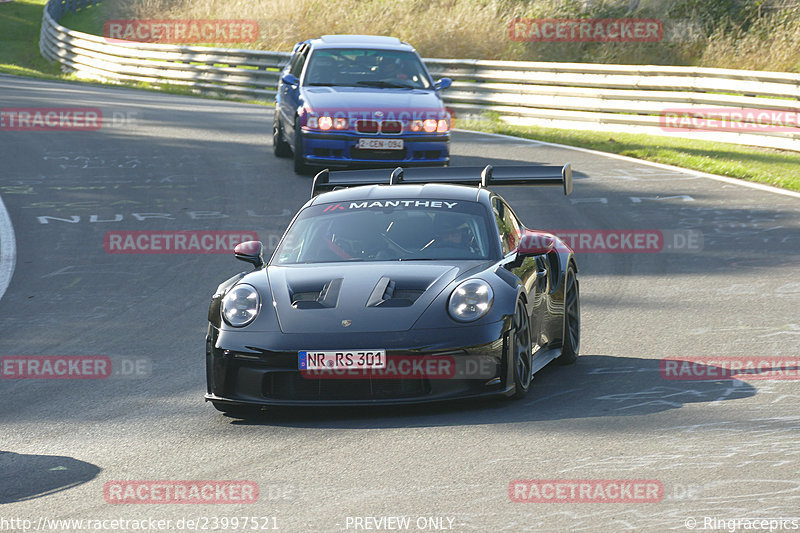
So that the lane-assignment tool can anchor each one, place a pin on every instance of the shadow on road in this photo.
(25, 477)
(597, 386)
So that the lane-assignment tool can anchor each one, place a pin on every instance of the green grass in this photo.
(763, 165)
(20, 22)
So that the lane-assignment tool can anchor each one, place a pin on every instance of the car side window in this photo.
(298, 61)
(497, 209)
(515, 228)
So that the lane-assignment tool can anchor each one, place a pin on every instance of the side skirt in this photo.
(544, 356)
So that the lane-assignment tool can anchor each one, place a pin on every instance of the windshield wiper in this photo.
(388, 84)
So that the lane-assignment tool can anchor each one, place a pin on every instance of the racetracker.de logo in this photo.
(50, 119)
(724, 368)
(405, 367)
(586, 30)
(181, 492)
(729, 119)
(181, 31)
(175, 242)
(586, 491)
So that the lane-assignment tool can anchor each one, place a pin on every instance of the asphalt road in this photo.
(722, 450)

——————————

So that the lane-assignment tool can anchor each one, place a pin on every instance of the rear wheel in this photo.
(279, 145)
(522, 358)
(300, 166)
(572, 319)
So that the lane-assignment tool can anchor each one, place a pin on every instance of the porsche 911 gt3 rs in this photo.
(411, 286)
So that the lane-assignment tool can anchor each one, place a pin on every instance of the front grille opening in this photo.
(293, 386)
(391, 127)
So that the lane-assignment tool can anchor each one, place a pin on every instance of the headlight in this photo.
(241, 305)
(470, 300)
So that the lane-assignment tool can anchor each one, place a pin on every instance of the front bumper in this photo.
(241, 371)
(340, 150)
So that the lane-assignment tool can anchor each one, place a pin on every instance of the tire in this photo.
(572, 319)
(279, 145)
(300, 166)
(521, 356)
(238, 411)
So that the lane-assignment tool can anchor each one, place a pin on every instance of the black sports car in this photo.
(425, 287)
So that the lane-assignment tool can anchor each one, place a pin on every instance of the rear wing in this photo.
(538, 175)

——————————

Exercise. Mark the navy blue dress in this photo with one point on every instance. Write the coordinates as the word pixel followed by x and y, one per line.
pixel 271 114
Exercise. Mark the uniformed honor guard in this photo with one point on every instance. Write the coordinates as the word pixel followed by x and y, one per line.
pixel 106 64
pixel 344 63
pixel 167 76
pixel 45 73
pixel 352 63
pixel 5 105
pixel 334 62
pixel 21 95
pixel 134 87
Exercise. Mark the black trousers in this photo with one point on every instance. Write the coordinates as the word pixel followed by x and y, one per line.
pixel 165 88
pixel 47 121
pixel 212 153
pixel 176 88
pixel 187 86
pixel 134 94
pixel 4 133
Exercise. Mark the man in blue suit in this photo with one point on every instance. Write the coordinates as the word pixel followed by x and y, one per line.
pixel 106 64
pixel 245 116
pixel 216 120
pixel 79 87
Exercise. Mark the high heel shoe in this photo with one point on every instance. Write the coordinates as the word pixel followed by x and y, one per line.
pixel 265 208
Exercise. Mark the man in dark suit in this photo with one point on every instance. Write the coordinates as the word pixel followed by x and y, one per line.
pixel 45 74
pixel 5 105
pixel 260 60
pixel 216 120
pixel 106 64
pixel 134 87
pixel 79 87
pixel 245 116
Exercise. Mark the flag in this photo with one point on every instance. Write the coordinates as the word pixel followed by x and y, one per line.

——————————

# EXERCISE INSTRUCTIONS
Your answer must consist solely of the lines above between the line holding "Exercise. Mark the black" and the line holding "Exercise. Mark the flag", inclusive, copied exactly.

# PROBLEM SOLUTION
Exercise. Mark the black trousers in this photo with one point on every instance. Write the coordinates as the word pixel followed by x and y, one per line.
pixel 165 88
pixel 47 121
pixel 212 153
pixel 176 88
pixel 187 86
pixel 134 94
pixel 4 133
Exercise. Mark the man in blue suit in this photo with one point on every instance. Write the coordinates as the word pixel followed by x and y, one per line.
pixel 106 64
pixel 245 116
pixel 216 120
pixel 79 87
Exercise. Mark the high heel shoe in this photo with one point on every instance. Write the coordinates as the word pixel followed by x and y, one per line.
pixel 265 208
Exercise. Mark the man in dark suit in this photo with one point on every instance. Write the coordinates as the word pixel followed by x and y, one per line.
pixel 45 74
pixel 5 105
pixel 260 60
pixel 216 120
pixel 106 64
pixel 134 87
pixel 79 87
pixel 245 116
Exercise. Mark the flag in this photo with one point on every instance. Write the coordinates as the word pixel followed by x and y, one per line.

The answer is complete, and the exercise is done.